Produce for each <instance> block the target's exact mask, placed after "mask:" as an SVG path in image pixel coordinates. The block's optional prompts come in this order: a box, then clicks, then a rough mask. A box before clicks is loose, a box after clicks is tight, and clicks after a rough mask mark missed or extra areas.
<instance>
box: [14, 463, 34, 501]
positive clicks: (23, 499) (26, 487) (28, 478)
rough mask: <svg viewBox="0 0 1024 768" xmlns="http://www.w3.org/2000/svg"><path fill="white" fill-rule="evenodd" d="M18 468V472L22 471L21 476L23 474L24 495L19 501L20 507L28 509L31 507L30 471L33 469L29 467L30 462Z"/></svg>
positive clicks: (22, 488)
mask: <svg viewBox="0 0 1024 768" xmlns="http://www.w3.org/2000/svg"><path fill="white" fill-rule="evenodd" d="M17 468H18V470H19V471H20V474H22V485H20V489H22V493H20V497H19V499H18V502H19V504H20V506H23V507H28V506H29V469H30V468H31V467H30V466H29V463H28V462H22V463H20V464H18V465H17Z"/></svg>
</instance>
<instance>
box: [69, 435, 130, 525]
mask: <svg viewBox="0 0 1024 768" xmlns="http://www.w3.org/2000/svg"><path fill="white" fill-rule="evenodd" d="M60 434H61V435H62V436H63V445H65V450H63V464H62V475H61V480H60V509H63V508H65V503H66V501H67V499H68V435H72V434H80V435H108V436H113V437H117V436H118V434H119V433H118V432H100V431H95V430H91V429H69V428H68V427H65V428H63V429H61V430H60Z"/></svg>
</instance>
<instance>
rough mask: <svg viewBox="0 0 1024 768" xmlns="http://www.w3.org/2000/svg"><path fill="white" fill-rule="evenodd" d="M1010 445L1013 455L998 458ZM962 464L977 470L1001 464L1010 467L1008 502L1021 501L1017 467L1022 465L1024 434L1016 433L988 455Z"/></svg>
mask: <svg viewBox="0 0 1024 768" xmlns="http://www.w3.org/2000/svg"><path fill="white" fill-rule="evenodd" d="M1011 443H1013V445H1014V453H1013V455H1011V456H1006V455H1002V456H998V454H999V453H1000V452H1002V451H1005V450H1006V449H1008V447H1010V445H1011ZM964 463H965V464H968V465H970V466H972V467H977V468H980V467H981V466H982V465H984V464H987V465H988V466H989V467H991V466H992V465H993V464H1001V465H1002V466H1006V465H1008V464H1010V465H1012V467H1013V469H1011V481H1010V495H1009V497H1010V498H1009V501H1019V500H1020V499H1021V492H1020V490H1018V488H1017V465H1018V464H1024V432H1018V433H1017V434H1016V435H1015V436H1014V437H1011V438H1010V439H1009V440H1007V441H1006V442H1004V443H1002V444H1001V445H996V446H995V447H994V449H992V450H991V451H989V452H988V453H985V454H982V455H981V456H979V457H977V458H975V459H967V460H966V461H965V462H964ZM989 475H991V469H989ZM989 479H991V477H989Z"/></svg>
┄┄┄┄┄┄
Task instructions. The reply should contain all of the entries exactly as shown above.

Exercise answer.
Produce for each <instance> block the target's exact mask, placed after "mask:" as an SVG path in image pixel coordinates. The block's optional prompts come in this order: a box, then clicks, then a rough mask. A box before clicks is loose, a box after clicks is tight, and clicks after a rough mask mark missed or extra areas.
<instance>
box: [14, 463, 34, 501]
positive clicks: (23, 499) (26, 487) (28, 478)
rough mask: <svg viewBox="0 0 1024 768" xmlns="http://www.w3.org/2000/svg"><path fill="white" fill-rule="evenodd" d="M18 468V472L22 471L21 476L23 474L24 495L19 501L20 507L28 509L31 507L30 471L33 469L29 467L30 462Z"/></svg>
positive clicks: (22, 488)
mask: <svg viewBox="0 0 1024 768" xmlns="http://www.w3.org/2000/svg"><path fill="white" fill-rule="evenodd" d="M17 468H18V470H19V471H20V474H22V485H20V489H22V493H20V497H19V499H18V502H19V504H20V506H23V507H28V506H29V469H30V468H31V467H30V466H29V463H28V462H22V463H20V464H18V465H17Z"/></svg>
</instance>
<instance>
box: [69, 435, 130, 525]
mask: <svg viewBox="0 0 1024 768" xmlns="http://www.w3.org/2000/svg"><path fill="white" fill-rule="evenodd" d="M60 434H61V435H62V436H63V445H65V450H63V464H62V475H61V480H60V509H63V508H65V503H66V501H67V499H68V435H72V434H80V435H108V436H113V437H117V436H118V434H119V433H118V432H100V431H95V430H91V429H69V428H68V427H65V428H63V429H61V430H60Z"/></svg>
</instance>
<instance>
rough mask: <svg viewBox="0 0 1024 768" xmlns="http://www.w3.org/2000/svg"><path fill="white" fill-rule="evenodd" d="M1010 445L1013 455L998 458ZM962 464L977 470L1001 464L1010 467L1008 502L1021 501L1017 467L1022 465L1024 434L1016 433L988 455Z"/></svg>
mask: <svg viewBox="0 0 1024 768" xmlns="http://www.w3.org/2000/svg"><path fill="white" fill-rule="evenodd" d="M1011 443H1013V445H1014V453H1013V455H1011V456H1006V455H1002V456H998V454H999V453H1000V452H1002V451H1005V450H1006V449H1008V447H1010V445H1011ZM964 463H965V464H968V465H970V466H972V467H977V468H980V467H981V466H982V465H984V464H987V465H988V466H989V467H991V466H992V465H993V464H1001V465H1002V466H1006V465H1008V464H1010V465H1012V467H1013V469H1011V481H1010V495H1009V497H1010V498H1009V501H1019V500H1020V499H1021V492H1020V490H1018V488H1017V465H1018V464H1024V432H1018V433H1017V434H1016V435H1015V436H1014V437H1011V438H1010V439H1009V440H1007V441H1006V442H1004V443H1002V444H1001V445H996V446H995V447H994V449H992V450H991V451H989V452H988V453H985V454H982V455H981V456H979V457H977V458H975V459H967V460H966V461H965V462H964ZM989 475H991V469H989ZM989 479H991V477H989Z"/></svg>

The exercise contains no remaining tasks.